§ **Given problem 1**
In the Payload CMS discussion below, what reason is given for not open-sourcing the website?

Of course, there are always use cases where you want a solution that can be run fully on-prem or specific bespoke behavior in the database/API-layer beyond the capabilities in the platform. If you need those things, then you should probably look elsewhere than Sanity.io, and Payload might be an excellent choice.


any chance the website itself is open source? i'd love to see how Payload uses Payload.


Not yet. When we built the site, Payload's licensing and business model was built around a SaaS model, and was all baked into Payload's frontend. Of course, it does use Payload on the backend (including the entirety of our old SaaS billing infra) but for those reasons, we did not open-source it.

However, v2 is coming and that will 100% be open-source!


This is welcome, great launch James.

I'm constantly looking about for a new CMS system, either Strapi, Wordpress, etc, how does PayloadCMS compare to these?

What is PayloadCMS's killer feature?


Thank you!

WP is a blogging platform from the early 2000's that still uses many of the same code conventions that it started with. It does have a REST API, and you can extend it with plugins to work as a headless CMS, but it's riddled with inefficiencies and is truly a great example of why most devs would not think to reach for a CMS if they were building a SaaS app. Can you build a SaaS app with WP? Sure. Should you? Absolutely not. WP is good for its plugins and themes, but for anything more robust, it falls apart.

§ **Given problem 2**
Please collect every line of the listing below that contains the string "blackbird". Case counts.

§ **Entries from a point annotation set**
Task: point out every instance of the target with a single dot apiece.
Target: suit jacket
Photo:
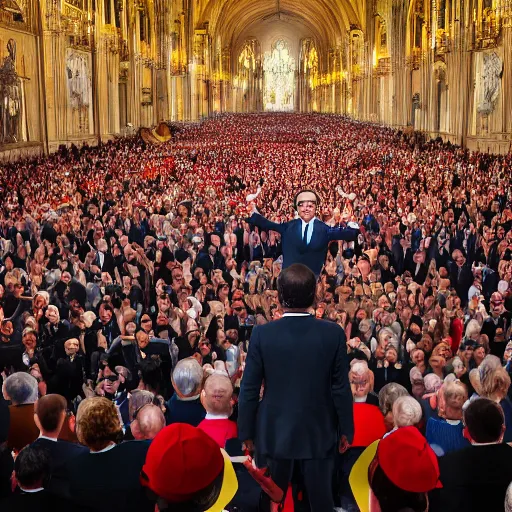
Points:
(41, 501)
(307, 399)
(22, 429)
(184, 411)
(475, 479)
(60, 451)
(294, 250)
(106, 481)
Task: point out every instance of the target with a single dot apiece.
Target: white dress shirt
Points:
(310, 230)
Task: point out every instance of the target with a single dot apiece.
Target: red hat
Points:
(368, 424)
(182, 460)
(408, 461)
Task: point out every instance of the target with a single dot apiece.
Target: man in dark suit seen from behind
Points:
(307, 401)
(476, 478)
(31, 472)
(49, 416)
(185, 404)
(107, 477)
(21, 389)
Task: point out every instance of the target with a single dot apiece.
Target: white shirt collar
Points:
(306, 223)
(187, 399)
(54, 439)
(30, 491)
(211, 416)
(108, 448)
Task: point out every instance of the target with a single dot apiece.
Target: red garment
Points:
(219, 430)
(456, 330)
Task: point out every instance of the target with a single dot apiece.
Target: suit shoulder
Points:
(329, 327)
(134, 446)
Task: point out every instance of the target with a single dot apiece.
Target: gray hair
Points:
(406, 412)
(187, 377)
(473, 329)
(508, 499)
(388, 396)
(432, 383)
(21, 388)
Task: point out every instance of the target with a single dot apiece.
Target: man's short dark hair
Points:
(484, 420)
(296, 287)
(295, 205)
(49, 410)
(32, 465)
(150, 372)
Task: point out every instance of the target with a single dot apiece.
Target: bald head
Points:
(217, 393)
(49, 414)
(150, 420)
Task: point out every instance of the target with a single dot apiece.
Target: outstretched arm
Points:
(349, 234)
(258, 220)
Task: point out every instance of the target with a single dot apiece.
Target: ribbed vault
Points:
(327, 20)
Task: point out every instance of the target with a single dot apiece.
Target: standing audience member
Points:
(488, 457)
(296, 422)
(107, 477)
(147, 422)
(50, 415)
(185, 405)
(21, 389)
(216, 399)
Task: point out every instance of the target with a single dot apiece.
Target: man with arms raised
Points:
(305, 240)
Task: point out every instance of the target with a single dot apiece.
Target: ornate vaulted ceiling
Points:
(328, 20)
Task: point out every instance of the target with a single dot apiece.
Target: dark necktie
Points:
(305, 237)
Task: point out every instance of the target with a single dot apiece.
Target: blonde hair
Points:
(494, 379)
(455, 394)
(406, 412)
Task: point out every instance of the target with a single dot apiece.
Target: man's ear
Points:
(72, 423)
(467, 435)
(134, 427)
(37, 422)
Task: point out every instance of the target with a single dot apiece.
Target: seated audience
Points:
(49, 415)
(216, 399)
(186, 470)
(185, 405)
(21, 389)
(84, 477)
(488, 457)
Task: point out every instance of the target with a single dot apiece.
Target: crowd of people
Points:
(131, 282)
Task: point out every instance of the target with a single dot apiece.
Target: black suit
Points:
(474, 479)
(295, 250)
(41, 501)
(306, 404)
(61, 452)
(106, 481)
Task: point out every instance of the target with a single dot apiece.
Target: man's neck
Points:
(49, 435)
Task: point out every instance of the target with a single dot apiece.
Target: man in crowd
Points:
(49, 415)
(305, 240)
(103, 282)
(488, 457)
(295, 424)
(21, 389)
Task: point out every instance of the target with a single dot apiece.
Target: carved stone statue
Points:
(490, 83)
(10, 97)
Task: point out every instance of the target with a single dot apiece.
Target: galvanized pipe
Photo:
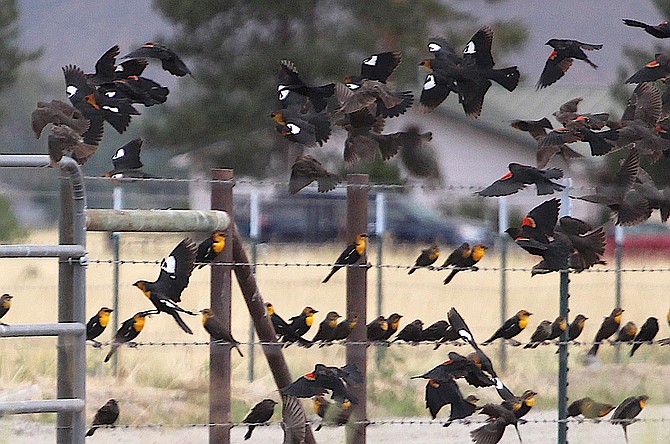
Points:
(25, 330)
(156, 220)
(357, 223)
(42, 406)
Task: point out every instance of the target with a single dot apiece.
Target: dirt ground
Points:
(17, 431)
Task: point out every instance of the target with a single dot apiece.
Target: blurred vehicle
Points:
(647, 238)
(313, 217)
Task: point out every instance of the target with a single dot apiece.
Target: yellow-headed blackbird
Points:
(512, 327)
(627, 332)
(175, 272)
(350, 255)
(520, 176)
(128, 331)
(217, 331)
(609, 326)
(647, 332)
(426, 258)
(627, 410)
(411, 332)
(106, 415)
(589, 408)
(660, 31)
(210, 248)
(305, 170)
(344, 328)
(97, 324)
(464, 257)
(560, 59)
(557, 328)
(435, 331)
(393, 323)
(540, 334)
(327, 328)
(260, 413)
(377, 329)
(170, 61)
(323, 379)
(5, 305)
(332, 413)
(492, 432)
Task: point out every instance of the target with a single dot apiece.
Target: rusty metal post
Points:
(266, 333)
(220, 303)
(357, 223)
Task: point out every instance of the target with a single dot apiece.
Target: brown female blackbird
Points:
(106, 415)
(260, 413)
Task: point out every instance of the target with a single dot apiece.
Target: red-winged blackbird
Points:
(540, 334)
(464, 257)
(350, 255)
(127, 163)
(377, 329)
(647, 332)
(260, 413)
(393, 322)
(305, 170)
(323, 379)
(627, 410)
(175, 273)
(512, 327)
(327, 328)
(560, 59)
(106, 415)
(609, 326)
(210, 248)
(538, 130)
(427, 257)
(661, 31)
(290, 84)
(97, 324)
(128, 331)
(217, 331)
(522, 175)
(589, 408)
(170, 61)
(5, 305)
(492, 432)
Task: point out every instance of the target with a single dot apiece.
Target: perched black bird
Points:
(350, 255)
(97, 324)
(609, 326)
(217, 331)
(560, 59)
(173, 278)
(647, 332)
(260, 413)
(106, 415)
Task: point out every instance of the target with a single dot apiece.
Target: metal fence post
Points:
(503, 223)
(357, 223)
(564, 310)
(220, 303)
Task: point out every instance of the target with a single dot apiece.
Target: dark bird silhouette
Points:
(625, 413)
(560, 59)
(260, 413)
(350, 255)
(647, 332)
(106, 415)
(609, 326)
(520, 176)
(217, 331)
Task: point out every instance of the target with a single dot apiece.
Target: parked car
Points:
(312, 217)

§ **Expected answer 1**
Payload's licensing and business model was built around a SaaS model and was all baked into Payload's frontend.

§ **Expected answer 2**
Target: yellow-headed blackbird
Target: brown female blackbird
Target: red-winged blackbird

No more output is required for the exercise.